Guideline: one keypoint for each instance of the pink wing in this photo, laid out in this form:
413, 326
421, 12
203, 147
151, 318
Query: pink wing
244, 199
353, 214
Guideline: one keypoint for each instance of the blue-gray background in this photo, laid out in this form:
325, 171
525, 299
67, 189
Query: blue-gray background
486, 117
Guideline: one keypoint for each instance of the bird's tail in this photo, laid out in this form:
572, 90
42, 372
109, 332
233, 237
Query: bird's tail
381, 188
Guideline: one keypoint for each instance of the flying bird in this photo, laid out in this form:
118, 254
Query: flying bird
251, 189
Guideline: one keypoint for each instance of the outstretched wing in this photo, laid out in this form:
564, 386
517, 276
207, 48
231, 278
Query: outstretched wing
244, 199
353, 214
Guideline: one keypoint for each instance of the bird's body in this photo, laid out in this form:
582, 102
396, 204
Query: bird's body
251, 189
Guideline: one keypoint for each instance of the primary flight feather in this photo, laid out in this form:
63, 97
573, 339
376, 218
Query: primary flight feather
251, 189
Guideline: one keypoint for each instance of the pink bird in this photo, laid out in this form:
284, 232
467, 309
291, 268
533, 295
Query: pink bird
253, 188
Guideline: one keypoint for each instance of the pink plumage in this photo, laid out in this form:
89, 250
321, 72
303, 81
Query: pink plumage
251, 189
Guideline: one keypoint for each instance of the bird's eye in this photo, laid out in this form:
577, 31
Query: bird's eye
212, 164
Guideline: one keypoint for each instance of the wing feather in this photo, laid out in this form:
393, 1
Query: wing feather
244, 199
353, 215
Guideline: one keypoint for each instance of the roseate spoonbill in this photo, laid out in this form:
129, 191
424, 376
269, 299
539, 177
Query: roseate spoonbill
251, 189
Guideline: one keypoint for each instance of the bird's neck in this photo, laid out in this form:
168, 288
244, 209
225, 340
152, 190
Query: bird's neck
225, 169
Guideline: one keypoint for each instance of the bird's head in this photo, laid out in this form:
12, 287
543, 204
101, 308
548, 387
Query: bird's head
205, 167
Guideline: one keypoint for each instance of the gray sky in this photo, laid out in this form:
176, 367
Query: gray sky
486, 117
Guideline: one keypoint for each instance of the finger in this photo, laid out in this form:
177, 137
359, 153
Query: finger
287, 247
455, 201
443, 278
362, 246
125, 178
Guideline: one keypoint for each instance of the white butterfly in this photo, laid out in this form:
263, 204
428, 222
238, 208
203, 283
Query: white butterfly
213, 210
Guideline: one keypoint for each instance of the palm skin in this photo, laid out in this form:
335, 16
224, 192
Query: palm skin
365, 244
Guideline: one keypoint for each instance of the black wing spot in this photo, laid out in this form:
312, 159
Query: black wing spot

* Short exercise *
Output all of the entries above line for line, with no changes.

* Exercise response *
Guideline: one keypoint for each instance of the pink wing in this photo, laid out in this form:
413, 326
421, 12
203, 147
151, 318
Query: pink wing
244, 199
353, 214
Guideline: one keypoint for each instance of the blue-gray background in this photo, laid out in this form:
325, 171
525, 299
67, 189
Query: blue-gray background
486, 117
Guideline: one keypoint for each instance of the bird's tail in this photo, laid out in this form:
572, 90
42, 372
109, 332
233, 237
Query: bird's tail
381, 188
Guideline: one keypoint for each instance of the flying bird in this photo, laid out in this form:
118, 254
Query: flying bird
251, 189
Guideline: one keypoint for each instance of the outstretched wing in this photo, laid out in this form:
564, 386
517, 276
207, 48
231, 278
Query: outstretched wing
244, 199
353, 214
Guideline: one keypoint for each instance of the bird's body in this photo, laid out in this form:
582, 102
396, 204
Query: bird's body
251, 189
Guideline: one keypoint for each instance of the primary flight feather in this photo, laid out in this form:
63, 97
573, 339
376, 218
Query: primary flight feather
251, 189
Guideline: one keypoint for each instance of the pink bird in this photo, laid out in this form:
284, 232
467, 309
291, 268
533, 295
Query: pink bird
253, 188
Guideline: one keypoint for each instance of the pink plumage in this photo, laid out in this form:
89, 250
321, 72
303, 81
Query: pink plumage
251, 189
Guideline: one keypoint for each instance of the bird's eye in this photo, laid out in this form:
577, 31
Query: bird's eye
212, 164
Guideline: one keypoint for each instance of the wing feather in this photo, laid out in this form:
393, 1
Query: wing feather
244, 199
353, 215
Guideline: one keypoint for each instance of the roseate spoonbill in this photo, laid out in this form:
129, 191
424, 376
269, 299
539, 177
Query: roseate spoonbill
251, 189
Guideline: one keypoint for each instance of the bird's neck in this photo, laid out in this form:
168, 288
244, 209
225, 340
152, 190
Query: bird's neck
225, 169
Guideline: one keypoint for each instance of the bird's head in this photo, laid out in this form:
12, 287
543, 204
101, 308
548, 387
Query: bird's head
205, 167
Guideline: one keypoint for each instance of the gray sky in this photo, laid out in this form:
176, 367
Query: gray sky
486, 117
Guideline: one keypoint for each instance of the finger in this photo, laid out in this form:
177, 137
359, 153
Query: finger
287, 247
455, 201
443, 278
362, 246
125, 178
Guideline: one keypoint for each instance of the white butterfly in this photo, laid out in this form:
263, 204
428, 222
238, 208
203, 283
Query: white butterfly
213, 210
Guideline: one keypoint for each instance of the palm skin in this photo, laid out in this form:
335, 16
224, 192
Query: palm skin
365, 244
Guideline: one keypoint for each instance of the black wing spot in this photo, laid out in this form:
312, 159
Query: black wing spot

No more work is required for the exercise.